#### DOKUMENT
Erwin Wenzl - ein Löwe für Oberösterreich

An die 100 Ortsumfahrungen, neue Donaubrücken und ein Engagement für den ländlichen Raum: Der frühere Landeshauptmann Erwin Wenzl gilt als einer der wichtigsten Baumeister des Landes. Am Sonntag ist er in der Sendung „Schwerpunkt OÖ Zeitgeschichte“ zu hören.

Sendungshinweis

„Schwerpunkt OÖ Zeitgeschichte“, 15.10.17, 21.03 Uhr

Erwin Wenzl wurde als Sohn von Alois und Josefa Wenzl im niederösterreichischen Annaberg bei Mariazell am 2. August 1921 geboren. Beide Elternteile stammen aus dem südböhmischen Bezirk Krumau. Vater Wenzl war Leiter eines kleinen Steinkohlen-Bergbaubetriebes in Annaberg. Zu Beginn der Weltwirtschaftskrise 1927 wird dieses Unternehmen eingestellt.
########
#### DATENAUSZUG
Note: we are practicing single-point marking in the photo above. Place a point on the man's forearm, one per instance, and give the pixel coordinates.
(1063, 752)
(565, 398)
########
_AUFGABE_. In welchem Ort wurde Erwin Wenzl laut dem Dokument geboren? Die Daten sind eigenständiges Material und gehören nicht zum Dokument.

_ANTWORT_. Im niederösterreichischen Annaberg bei Mariazell.